● Supplied records:
----------

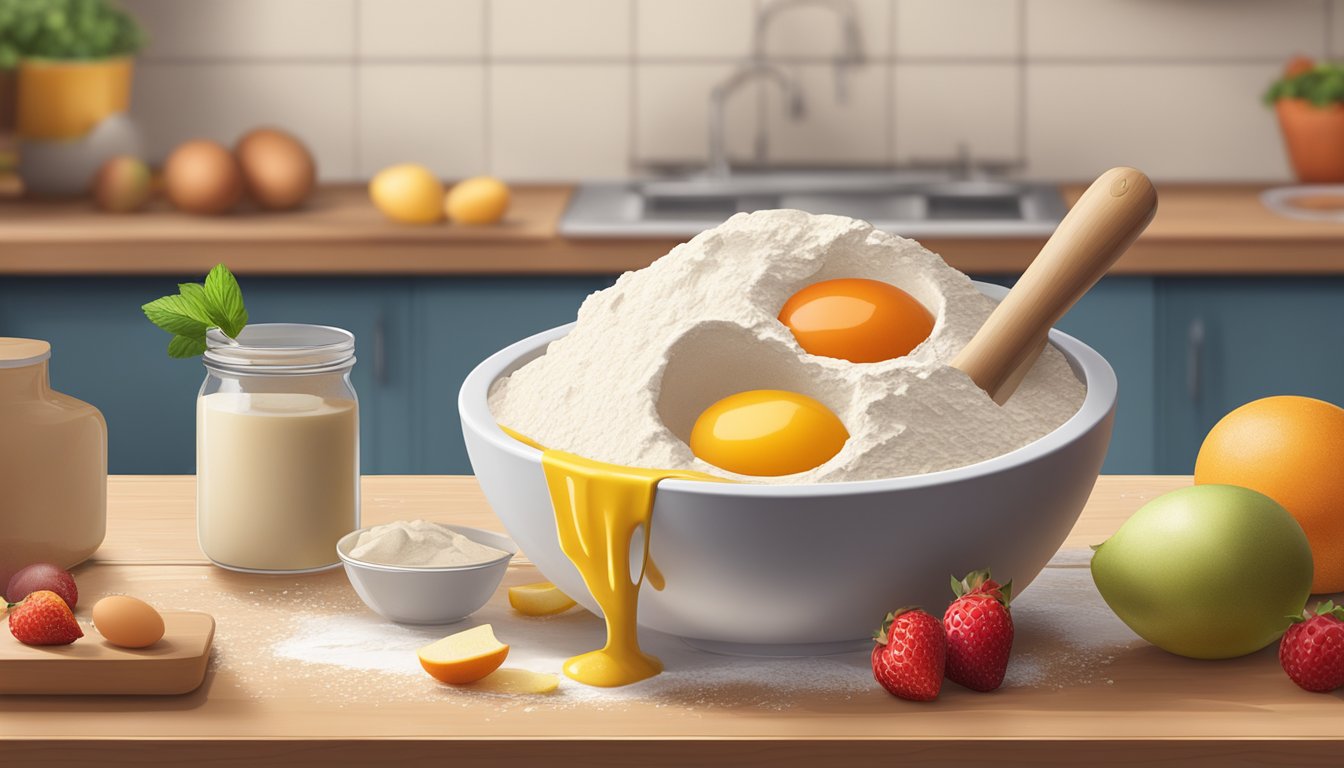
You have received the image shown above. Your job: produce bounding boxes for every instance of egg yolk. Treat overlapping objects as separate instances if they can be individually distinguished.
[779,278,934,363]
[690,389,848,476]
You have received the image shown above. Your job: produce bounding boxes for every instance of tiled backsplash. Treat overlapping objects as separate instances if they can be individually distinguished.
[120,0,1340,182]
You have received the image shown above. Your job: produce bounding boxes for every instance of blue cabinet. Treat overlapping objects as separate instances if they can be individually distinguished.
[979,276,1158,474]
[7,272,1339,478]
[1155,278,1344,473]
[409,276,616,473]
[0,277,414,474]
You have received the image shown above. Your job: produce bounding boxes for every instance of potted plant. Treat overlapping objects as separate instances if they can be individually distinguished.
[1265,56,1344,183]
[0,0,144,140]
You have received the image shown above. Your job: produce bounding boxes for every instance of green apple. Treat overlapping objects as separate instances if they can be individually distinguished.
[1091,484,1313,659]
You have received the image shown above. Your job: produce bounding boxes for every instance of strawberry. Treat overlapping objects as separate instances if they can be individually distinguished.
[871,607,945,702]
[943,569,1014,692]
[7,590,84,646]
[1279,600,1344,693]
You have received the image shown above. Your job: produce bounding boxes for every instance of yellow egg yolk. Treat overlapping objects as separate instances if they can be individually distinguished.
[500,426,725,687]
[689,389,849,477]
[779,277,934,363]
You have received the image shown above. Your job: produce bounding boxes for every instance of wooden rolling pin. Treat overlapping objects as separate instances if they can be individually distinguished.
[954,167,1158,403]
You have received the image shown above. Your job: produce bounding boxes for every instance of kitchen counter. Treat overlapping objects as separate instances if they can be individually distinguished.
[4,474,1340,766]
[2,184,1344,275]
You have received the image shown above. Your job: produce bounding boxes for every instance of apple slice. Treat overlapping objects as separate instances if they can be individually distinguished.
[417,624,509,684]
[508,582,577,617]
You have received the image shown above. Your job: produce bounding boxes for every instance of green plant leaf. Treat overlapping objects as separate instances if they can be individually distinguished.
[203,263,248,338]
[142,295,209,338]
[167,335,207,359]
[142,264,248,359]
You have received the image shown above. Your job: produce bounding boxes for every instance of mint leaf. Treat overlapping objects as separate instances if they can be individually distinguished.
[167,335,208,359]
[143,264,249,359]
[176,283,218,325]
[203,264,248,339]
[142,296,209,339]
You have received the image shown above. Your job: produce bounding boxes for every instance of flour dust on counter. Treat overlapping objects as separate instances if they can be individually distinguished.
[119,550,1143,713]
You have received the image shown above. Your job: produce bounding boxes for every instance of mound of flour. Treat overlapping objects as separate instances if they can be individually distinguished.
[489,209,1086,484]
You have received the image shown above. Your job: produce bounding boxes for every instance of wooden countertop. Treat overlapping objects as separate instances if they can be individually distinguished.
[2,183,1344,276]
[4,474,1341,766]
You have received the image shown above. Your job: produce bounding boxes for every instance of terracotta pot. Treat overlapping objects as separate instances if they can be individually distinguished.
[1276,98,1344,183]
[16,56,133,140]
[0,69,15,134]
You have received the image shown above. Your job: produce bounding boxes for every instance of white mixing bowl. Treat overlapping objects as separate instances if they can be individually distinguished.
[460,283,1116,654]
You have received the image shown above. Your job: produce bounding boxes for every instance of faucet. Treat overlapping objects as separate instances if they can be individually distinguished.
[706,62,806,178]
[753,0,865,102]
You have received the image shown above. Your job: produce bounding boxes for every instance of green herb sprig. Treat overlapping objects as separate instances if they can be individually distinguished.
[0,0,146,69]
[142,264,248,359]
[1265,63,1344,108]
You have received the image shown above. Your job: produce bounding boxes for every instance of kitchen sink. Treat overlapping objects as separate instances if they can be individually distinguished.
[560,172,1068,238]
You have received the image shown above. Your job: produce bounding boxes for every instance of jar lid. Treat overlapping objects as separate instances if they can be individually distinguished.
[204,324,355,374]
[0,338,51,369]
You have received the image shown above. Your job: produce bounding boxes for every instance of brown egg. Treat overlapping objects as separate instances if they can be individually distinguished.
[92,595,165,649]
[235,127,316,211]
[163,139,244,215]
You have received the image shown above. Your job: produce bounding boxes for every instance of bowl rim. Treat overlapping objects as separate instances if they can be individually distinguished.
[336,523,518,573]
[459,280,1118,498]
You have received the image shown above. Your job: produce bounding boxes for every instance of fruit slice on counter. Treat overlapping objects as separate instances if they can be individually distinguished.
[468,668,561,694]
[508,582,577,616]
[418,624,510,684]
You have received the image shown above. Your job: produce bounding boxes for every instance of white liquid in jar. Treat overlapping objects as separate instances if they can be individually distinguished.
[197,392,358,572]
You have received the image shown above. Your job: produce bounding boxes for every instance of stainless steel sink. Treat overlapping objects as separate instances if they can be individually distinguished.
[560,171,1068,238]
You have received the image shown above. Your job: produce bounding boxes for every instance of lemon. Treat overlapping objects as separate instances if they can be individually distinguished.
[370,164,445,224]
[445,176,510,225]
[417,624,509,684]
[508,581,578,616]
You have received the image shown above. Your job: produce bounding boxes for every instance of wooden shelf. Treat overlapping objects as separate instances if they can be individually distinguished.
[3,475,1340,766]
[2,183,1344,276]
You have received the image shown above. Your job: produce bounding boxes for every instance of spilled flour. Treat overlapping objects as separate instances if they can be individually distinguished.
[489,209,1087,483]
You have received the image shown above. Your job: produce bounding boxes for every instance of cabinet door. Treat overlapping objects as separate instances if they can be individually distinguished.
[977,276,1158,474]
[411,276,616,474]
[0,277,413,474]
[1156,278,1344,473]
[242,278,413,474]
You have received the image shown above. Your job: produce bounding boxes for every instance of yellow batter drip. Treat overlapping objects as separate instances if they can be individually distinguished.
[500,426,723,687]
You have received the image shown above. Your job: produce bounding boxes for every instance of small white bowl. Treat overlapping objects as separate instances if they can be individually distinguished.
[336,524,517,625]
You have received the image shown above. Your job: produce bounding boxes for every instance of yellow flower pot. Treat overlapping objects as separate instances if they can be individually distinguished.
[16,56,133,140]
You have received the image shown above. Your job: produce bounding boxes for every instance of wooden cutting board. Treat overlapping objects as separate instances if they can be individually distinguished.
[0,610,214,695]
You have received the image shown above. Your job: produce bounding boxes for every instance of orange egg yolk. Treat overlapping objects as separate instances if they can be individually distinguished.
[778,278,934,363]
[689,389,849,477]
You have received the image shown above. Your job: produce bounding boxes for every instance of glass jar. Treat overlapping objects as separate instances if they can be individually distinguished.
[196,324,359,573]
[0,338,107,588]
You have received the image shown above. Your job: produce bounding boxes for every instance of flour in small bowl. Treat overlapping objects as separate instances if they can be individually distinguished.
[490,209,1087,484]
[350,520,508,567]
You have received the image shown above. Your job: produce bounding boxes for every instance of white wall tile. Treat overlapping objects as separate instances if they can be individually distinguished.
[359,0,485,58]
[131,63,355,179]
[763,64,889,164]
[358,65,486,177]
[895,0,1020,59]
[1332,0,1344,57]
[636,0,754,59]
[1025,64,1289,181]
[489,0,631,59]
[635,64,758,165]
[758,0,892,60]
[894,64,1018,163]
[122,0,355,59]
[1026,0,1327,59]
[489,65,631,179]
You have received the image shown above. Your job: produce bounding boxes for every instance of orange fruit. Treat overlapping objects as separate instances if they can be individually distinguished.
[1194,395,1344,593]
[417,624,509,684]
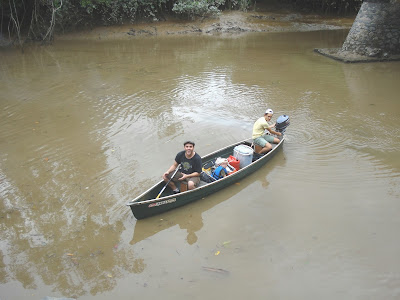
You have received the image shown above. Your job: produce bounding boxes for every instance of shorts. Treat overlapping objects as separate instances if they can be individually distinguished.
[168,171,200,187]
[254,135,275,147]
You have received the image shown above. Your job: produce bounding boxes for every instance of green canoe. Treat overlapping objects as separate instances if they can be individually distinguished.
[126,137,285,219]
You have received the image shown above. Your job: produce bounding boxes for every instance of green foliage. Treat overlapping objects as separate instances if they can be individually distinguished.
[1,0,365,44]
[291,0,363,14]
[237,0,250,11]
[77,0,167,24]
[172,0,224,19]
[98,0,140,24]
[222,0,250,10]
[136,0,168,19]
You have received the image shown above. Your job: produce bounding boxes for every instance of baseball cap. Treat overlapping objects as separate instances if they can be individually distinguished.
[265,108,274,114]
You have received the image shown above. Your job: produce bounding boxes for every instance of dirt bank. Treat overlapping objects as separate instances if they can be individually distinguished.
[57,10,355,41]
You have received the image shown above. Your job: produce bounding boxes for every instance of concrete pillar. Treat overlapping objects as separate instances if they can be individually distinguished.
[341,0,400,57]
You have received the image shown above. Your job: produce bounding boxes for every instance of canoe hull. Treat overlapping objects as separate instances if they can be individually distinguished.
[127,138,284,219]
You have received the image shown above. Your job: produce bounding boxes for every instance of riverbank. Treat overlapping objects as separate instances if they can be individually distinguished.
[8,7,399,63]
[56,9,355,40]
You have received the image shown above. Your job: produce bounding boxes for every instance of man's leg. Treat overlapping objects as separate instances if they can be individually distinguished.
[187,177,200,190]
[255,136,273,154]
[260,142,272,154]
[164,171,182,192]
[254,144,263,154]
[273,137,280,144]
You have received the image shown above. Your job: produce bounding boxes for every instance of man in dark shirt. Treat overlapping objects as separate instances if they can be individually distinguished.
[163,141,202,193]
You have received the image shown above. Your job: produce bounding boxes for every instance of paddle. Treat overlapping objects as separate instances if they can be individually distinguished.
[156,164,181,199]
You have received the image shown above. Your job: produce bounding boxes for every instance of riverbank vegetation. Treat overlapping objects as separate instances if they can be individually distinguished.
[1,0,362,46]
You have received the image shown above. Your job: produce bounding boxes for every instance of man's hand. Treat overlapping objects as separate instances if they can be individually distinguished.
[178,173,188,181]
[162,172,170,180]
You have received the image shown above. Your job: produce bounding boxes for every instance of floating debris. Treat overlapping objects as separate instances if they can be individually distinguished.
[202,267,229,274]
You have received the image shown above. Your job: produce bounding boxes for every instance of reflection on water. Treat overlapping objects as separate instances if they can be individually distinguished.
[0,29,400,299]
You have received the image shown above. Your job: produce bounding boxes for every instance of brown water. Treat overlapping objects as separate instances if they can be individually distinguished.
[1,30,400,299]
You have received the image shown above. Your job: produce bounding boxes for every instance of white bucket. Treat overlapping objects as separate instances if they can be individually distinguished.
[233,145,253,169]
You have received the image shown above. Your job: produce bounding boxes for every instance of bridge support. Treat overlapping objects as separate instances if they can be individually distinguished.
[315,0,400,63]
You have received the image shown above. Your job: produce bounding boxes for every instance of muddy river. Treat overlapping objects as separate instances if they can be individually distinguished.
[1,23,400,299]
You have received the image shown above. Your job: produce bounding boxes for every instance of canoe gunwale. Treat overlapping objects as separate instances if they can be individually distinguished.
[126,137,284,207]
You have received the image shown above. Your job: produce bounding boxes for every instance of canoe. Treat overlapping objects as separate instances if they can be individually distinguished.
[126,137,285,219]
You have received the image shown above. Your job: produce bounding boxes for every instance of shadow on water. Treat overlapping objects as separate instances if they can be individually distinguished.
[130,149,287,246]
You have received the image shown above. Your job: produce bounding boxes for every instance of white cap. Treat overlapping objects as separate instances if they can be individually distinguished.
[265,108,274,115]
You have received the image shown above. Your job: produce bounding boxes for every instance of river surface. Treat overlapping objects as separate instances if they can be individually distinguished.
[1,29,400,300]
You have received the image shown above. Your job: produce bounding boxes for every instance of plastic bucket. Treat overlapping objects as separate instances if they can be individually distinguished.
[233,145,253,169]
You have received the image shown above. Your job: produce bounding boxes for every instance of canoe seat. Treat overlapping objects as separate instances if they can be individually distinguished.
[180,182,188,192]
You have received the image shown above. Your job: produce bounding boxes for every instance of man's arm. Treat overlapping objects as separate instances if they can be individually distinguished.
[178,171,200,181]
[164,161,179,175]
[266,127,282,136]
[183,171,200,178]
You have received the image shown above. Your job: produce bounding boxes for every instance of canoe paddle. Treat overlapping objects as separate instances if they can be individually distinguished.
[156,164,181,199]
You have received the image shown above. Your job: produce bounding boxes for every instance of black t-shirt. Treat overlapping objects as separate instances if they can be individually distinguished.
[175,151,202,175]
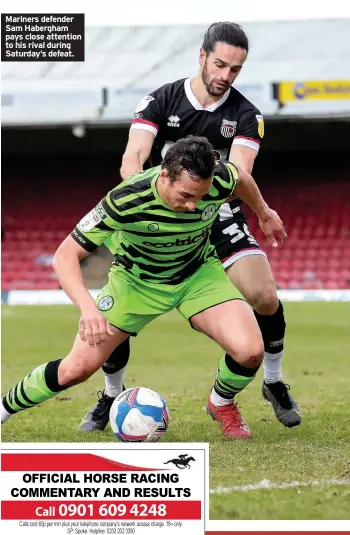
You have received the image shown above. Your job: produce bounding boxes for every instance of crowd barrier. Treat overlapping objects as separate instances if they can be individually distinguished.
[2,289,350,305]
[2,80,350,125]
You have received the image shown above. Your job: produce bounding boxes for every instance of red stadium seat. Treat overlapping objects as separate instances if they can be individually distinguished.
[3,163,349,290]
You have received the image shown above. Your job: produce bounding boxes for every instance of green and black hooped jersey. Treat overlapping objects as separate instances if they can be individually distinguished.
[71,161,238,284]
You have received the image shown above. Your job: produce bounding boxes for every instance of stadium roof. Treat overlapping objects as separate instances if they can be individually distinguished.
[2,19,350,123]
[3,19,350,88]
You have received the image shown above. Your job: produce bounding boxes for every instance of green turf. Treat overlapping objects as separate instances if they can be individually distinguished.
[2,302,350,519]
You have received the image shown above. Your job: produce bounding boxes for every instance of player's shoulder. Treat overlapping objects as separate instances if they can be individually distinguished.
[109,169,155,201]
[210,160,238,198]
[151,78,187,99]
[203,160,237,201]
[214,159,239,180]
[227,86,262,116]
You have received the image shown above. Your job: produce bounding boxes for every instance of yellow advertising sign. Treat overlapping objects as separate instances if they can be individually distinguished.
[279,80,350,103]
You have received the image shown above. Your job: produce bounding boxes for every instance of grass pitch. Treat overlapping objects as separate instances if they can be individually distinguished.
[2,302,350,520]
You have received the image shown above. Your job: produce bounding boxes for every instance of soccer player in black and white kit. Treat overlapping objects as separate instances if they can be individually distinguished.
[79,22,301,437]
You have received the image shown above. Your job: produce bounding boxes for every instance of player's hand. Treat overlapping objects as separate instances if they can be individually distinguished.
[259,208,287,248]
[79,305,114,347]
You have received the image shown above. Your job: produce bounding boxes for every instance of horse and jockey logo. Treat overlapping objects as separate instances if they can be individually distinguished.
[164,454,195,469]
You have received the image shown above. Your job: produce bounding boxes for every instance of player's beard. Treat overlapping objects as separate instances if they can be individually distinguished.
[201,60,230,97]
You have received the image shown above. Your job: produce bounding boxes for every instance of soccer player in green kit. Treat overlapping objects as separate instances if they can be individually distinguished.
[1,137,286,439]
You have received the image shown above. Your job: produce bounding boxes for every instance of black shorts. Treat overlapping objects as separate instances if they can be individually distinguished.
[211,210,267,270]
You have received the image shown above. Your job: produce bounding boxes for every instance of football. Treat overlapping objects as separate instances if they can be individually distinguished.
[109,387,169,442]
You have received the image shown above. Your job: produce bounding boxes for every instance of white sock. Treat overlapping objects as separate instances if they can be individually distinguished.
[209,388,233,407]
[103,368,125,398]
[263,351,283,384]
[1,400,13,423]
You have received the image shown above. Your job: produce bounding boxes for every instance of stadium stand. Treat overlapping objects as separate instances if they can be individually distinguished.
[249,180,350,290]
[2,156,349,292]
[2,20,350,293]
[1,159,114,291]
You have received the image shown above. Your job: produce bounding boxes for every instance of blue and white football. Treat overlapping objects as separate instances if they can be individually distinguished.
[109,387,169,442]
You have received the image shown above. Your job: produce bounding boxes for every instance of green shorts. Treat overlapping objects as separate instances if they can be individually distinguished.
[95,258,243,335]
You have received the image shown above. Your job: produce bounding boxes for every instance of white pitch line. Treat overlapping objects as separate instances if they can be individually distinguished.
[210,478,350,494]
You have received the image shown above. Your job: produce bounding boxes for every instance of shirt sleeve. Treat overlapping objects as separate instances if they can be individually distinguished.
[70,189,125,252]
[232,107,264,153]
[130,86,168,137]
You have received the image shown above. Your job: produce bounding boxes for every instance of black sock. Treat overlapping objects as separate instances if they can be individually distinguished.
[45,359,69,391]
[213,353,261,399]
[102,338,130,375]
[224,353,260,377]
[254,300,286,355]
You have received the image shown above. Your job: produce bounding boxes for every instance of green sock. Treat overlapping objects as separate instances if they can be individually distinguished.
[214,353,260,400]
[2,360,66,415]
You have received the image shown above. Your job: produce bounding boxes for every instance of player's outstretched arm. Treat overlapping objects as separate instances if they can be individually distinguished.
[53,236,114,346]
[120,129,155,180]
[228,166,287,247]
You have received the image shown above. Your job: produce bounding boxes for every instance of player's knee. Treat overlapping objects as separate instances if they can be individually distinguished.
[58,354,93,387]
[228,336,264,368]
[227,338,264,368]
[249,281,278,315]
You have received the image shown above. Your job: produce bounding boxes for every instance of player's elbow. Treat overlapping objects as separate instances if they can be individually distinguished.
[52,236,86,273]
[120,150,143,180]
[52,243,69,274]
[120,153,129,179]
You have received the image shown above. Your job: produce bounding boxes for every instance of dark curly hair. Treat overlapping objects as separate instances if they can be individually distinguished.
[202,22,249,55]
[162,136,216,181]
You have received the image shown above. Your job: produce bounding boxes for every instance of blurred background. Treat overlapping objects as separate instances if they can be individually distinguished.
[2,16,350,299]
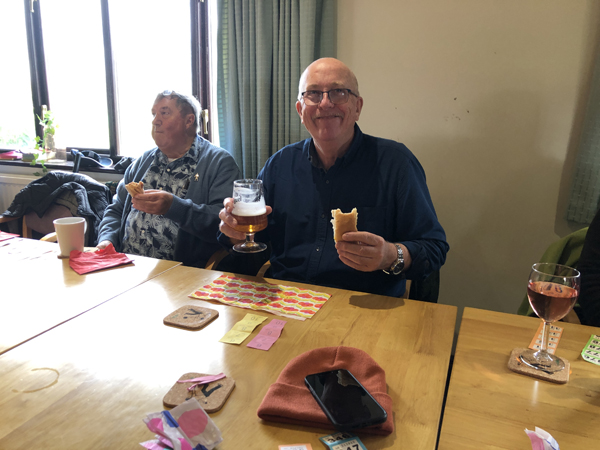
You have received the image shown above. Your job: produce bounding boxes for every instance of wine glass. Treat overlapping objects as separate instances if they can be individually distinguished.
[519,263,580,373]
[231,179,268,253]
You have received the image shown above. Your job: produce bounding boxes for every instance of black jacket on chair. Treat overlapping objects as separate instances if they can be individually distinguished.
[2,171,112,245]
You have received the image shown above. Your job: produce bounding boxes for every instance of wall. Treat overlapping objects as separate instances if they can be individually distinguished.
[337,1,600,318]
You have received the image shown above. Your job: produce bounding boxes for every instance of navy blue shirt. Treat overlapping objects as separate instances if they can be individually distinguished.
[224,125,448,297]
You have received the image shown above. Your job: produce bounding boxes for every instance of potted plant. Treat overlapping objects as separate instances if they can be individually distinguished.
[30,109,58,175]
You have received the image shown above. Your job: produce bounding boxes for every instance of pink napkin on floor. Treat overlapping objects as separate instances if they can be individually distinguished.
[69,243,133,274]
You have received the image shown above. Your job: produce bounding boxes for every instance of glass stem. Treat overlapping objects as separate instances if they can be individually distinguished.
[245,233,255,245]
[540,320,550,354]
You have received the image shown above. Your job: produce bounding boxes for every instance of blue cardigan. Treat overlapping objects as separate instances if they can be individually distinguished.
[98,136,240,268]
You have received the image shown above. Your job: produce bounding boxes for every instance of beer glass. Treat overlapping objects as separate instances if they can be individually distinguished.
[231,179,268,253]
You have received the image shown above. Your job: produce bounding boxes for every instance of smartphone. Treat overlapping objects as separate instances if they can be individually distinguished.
[304,369,387,431]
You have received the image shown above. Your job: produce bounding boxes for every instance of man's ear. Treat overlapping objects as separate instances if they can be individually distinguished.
[354,96,364,121]
[185,113,196,130]
[295,101,303,122]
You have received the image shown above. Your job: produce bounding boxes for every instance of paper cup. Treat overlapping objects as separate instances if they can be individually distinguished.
[53,217,87,258]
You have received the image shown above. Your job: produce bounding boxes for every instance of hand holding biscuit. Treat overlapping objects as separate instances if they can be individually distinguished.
[332,208,411,273]
[131,189,174,215]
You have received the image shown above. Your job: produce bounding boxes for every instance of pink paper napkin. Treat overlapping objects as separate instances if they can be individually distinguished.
[0,231,19,242]
[69,243,133,274]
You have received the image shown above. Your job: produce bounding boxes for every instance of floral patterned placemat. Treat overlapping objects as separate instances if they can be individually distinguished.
[189,275,330,320]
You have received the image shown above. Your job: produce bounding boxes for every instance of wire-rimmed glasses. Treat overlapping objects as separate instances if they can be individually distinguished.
[299,88,358,106]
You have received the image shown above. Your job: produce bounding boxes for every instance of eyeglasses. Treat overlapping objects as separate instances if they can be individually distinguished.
[299,88,358,106]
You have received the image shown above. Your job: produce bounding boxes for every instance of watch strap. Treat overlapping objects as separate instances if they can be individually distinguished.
[383,243,404,275]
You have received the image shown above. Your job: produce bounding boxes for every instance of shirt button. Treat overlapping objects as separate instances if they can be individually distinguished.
[326,180,329,184]
[316,247,320,252]
[321,213,325,219]
[167,169,171,173]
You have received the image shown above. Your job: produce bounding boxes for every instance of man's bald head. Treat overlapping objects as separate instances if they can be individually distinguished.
[298,58,360,98]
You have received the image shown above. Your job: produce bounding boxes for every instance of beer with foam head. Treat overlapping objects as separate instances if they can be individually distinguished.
[232,199,267,234]
[231,179,268,253]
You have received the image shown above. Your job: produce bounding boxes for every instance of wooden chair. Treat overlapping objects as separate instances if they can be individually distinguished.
[0,214,35,238]
[204,248,229,270]
[0,207,80,244]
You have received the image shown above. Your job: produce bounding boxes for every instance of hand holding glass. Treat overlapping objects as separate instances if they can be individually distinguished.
[231,179,268,253]
[519,263,580,373]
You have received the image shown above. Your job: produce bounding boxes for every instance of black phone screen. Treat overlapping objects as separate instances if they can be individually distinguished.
[304,369,387,431]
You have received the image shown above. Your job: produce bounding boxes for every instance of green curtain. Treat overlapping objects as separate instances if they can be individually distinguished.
[566,48,600,224]
[216,0,336,178]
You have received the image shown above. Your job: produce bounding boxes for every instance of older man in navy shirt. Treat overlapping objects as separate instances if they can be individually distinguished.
[219,58,448,298]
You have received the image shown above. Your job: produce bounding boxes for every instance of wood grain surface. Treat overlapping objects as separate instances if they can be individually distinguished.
[0,264,456,449]
[0,238,180,354]
[438,307,600,449]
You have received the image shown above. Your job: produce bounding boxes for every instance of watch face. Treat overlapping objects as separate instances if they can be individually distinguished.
[392,263,403,275]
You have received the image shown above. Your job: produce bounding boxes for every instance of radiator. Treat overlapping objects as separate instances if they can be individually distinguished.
[0,174,38,214]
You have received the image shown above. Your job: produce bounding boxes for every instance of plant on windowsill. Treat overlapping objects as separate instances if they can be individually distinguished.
[30,110,58,176]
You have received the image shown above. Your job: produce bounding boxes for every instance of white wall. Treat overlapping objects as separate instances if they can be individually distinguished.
[337,1,600,317]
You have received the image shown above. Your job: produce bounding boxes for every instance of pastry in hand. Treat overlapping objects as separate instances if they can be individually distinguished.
[331,208,358,241]
[125,181,144,197]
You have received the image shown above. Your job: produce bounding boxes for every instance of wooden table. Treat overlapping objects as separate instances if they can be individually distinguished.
[0,265,456,449]
[438,307,600,449]
[0,238,180,355]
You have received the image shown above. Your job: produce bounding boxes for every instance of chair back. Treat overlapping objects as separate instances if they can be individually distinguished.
[517,227,588,316]
[1,171,111,246]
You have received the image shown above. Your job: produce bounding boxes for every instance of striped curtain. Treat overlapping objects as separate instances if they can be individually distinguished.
[566,50,600,224]
[216,0,336,178]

----------

● Task statement: The line with "instance of striped" and every line after it up to the end of the entries: output those exactly, and only those.

● Exercise solution:
You have received the image shown above. Your job: produce bounding boxes for every instance of striped curtain. Treat overlapping objects as separate instances if they can be individually distinguished.
[566,50,600,224]
[216,0,336,178]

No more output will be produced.